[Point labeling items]
******************************
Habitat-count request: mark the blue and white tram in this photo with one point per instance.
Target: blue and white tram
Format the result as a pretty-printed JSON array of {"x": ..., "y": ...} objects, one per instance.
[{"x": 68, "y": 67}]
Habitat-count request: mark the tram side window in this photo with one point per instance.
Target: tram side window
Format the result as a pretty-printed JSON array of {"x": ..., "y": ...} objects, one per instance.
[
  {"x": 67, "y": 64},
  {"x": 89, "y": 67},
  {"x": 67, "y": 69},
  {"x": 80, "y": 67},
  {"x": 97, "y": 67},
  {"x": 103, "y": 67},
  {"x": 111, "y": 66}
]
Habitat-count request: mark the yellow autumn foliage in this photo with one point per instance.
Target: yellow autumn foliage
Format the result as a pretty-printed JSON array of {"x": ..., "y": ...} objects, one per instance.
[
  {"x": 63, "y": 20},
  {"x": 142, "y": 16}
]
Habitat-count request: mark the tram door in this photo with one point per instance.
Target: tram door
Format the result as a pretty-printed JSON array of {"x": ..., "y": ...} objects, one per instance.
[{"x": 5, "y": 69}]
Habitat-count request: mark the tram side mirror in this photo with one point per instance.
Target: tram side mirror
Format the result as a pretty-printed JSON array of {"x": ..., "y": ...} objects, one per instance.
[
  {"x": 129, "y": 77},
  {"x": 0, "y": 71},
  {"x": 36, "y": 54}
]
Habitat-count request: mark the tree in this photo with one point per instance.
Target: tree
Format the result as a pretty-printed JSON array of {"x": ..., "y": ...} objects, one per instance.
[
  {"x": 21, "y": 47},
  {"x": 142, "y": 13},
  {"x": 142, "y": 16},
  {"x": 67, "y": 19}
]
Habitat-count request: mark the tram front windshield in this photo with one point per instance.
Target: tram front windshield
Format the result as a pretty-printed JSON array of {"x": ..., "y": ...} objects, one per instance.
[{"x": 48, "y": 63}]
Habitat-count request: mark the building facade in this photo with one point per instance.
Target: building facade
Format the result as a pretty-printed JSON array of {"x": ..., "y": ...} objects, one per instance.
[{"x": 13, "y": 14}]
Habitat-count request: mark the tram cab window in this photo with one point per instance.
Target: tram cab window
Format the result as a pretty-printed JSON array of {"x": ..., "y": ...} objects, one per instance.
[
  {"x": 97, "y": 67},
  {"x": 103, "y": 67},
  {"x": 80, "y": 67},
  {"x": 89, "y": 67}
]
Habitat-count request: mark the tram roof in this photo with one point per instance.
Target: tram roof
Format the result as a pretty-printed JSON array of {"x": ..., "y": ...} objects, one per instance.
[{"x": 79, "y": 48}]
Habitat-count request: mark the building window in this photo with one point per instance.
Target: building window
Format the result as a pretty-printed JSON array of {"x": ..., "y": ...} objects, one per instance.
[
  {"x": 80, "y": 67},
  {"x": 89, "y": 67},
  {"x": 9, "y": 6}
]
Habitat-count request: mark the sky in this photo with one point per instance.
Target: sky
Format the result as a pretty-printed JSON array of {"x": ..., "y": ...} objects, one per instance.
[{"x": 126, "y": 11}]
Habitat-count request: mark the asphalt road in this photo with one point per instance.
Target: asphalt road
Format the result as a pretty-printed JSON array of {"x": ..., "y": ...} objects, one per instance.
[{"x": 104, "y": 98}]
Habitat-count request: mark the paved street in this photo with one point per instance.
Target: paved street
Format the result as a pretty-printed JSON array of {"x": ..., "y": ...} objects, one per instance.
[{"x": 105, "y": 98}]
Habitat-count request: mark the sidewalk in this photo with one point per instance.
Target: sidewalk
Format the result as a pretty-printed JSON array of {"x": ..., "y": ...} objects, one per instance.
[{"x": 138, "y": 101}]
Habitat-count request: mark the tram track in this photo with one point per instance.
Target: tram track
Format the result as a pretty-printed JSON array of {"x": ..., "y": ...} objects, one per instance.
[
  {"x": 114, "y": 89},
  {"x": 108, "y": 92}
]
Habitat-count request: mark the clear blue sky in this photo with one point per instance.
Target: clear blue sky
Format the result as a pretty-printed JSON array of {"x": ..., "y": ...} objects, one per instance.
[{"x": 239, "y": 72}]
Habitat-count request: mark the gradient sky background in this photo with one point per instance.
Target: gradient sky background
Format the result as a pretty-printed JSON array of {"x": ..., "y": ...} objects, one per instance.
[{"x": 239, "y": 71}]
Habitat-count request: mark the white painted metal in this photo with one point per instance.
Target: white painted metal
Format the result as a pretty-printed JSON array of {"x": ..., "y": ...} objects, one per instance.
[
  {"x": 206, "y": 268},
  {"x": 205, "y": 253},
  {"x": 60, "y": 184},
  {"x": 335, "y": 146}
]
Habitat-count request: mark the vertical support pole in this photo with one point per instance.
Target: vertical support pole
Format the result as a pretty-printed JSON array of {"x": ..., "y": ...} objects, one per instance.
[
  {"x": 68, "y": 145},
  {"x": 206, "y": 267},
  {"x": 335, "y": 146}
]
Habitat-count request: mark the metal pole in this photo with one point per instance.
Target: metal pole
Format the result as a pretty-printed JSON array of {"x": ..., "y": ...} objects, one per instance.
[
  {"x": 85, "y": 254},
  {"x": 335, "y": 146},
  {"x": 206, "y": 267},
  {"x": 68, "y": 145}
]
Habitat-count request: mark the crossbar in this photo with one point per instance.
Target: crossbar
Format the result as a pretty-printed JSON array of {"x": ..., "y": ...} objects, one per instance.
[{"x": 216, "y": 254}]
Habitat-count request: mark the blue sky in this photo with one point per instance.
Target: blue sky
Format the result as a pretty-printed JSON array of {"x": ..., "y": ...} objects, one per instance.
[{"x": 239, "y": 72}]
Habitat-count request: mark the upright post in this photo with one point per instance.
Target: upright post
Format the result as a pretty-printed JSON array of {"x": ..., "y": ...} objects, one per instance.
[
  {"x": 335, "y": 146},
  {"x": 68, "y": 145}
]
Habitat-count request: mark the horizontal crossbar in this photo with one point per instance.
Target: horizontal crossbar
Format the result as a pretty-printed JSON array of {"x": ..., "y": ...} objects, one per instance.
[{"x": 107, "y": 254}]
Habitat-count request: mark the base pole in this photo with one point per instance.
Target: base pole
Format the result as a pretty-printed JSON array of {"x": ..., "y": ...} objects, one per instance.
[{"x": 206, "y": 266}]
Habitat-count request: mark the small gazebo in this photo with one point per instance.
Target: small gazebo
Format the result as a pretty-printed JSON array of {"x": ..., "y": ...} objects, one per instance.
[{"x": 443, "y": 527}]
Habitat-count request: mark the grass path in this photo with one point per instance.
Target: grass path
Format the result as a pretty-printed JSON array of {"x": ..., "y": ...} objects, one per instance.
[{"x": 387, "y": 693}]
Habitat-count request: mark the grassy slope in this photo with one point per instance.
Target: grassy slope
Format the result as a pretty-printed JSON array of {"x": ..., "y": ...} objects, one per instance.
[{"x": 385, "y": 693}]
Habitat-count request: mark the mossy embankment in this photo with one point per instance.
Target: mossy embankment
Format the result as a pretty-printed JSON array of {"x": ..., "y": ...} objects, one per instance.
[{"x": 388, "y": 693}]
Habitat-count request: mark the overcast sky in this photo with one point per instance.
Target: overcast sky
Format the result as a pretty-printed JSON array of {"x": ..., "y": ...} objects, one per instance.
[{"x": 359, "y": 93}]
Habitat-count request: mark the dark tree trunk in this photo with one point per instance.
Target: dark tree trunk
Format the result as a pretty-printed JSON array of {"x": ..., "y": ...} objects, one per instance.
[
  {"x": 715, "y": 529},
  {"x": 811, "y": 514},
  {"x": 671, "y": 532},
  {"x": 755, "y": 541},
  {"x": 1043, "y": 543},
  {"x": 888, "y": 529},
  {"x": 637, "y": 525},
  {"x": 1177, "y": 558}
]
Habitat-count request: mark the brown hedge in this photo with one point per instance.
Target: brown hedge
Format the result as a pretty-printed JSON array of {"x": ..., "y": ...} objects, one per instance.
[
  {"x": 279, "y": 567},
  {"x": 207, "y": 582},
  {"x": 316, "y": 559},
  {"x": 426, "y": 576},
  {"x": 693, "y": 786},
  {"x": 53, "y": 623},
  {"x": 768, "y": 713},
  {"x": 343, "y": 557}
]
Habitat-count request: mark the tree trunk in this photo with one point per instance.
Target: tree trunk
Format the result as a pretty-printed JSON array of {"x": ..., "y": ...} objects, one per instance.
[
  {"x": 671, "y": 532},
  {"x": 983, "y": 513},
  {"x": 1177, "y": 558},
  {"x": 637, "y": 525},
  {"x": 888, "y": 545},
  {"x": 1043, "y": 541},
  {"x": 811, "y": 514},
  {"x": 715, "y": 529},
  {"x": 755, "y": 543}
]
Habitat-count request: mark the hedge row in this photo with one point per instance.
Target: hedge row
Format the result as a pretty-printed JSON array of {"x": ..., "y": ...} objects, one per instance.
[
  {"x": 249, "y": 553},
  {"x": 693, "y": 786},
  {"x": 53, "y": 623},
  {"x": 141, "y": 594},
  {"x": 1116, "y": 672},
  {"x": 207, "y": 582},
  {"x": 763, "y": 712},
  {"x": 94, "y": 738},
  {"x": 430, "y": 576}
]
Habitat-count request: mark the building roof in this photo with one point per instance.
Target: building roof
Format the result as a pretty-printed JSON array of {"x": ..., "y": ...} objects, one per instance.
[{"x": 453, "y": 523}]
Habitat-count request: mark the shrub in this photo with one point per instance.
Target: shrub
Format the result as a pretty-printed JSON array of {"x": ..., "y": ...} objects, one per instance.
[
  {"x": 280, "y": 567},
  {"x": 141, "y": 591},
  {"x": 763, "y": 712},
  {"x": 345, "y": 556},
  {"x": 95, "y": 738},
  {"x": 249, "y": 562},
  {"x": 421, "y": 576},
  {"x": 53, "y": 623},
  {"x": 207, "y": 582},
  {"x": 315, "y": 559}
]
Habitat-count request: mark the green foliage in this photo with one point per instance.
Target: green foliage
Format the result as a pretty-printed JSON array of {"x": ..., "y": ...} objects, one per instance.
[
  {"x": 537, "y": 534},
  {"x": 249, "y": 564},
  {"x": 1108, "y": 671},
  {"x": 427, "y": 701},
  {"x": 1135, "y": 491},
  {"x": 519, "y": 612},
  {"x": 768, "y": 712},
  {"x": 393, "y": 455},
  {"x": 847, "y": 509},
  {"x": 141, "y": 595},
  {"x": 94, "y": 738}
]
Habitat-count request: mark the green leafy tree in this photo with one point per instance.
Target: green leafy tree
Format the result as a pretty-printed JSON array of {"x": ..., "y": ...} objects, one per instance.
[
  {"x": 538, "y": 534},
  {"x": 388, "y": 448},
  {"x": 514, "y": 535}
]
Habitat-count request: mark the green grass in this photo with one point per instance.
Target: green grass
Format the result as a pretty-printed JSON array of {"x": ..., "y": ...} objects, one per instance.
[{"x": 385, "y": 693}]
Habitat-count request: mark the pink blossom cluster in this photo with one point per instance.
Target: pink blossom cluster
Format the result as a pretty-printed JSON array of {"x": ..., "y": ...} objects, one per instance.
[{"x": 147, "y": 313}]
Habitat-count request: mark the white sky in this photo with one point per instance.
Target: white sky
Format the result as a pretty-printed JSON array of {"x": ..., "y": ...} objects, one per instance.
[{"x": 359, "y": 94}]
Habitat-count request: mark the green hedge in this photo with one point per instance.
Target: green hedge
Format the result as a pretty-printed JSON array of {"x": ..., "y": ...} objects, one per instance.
******************************
## Task
Reproduce word for word the stretch from the line containing "Habitat-count request: mark the green hedge" through the last line of the items above, including both ends.

## Output for this task
Habitat-count request: mark the green hedge in this photo with one point per instance.
Target: green hedge
Format the result as a pretty-printed JSON array of {"x": ..., "y": ...} objects, one per instance.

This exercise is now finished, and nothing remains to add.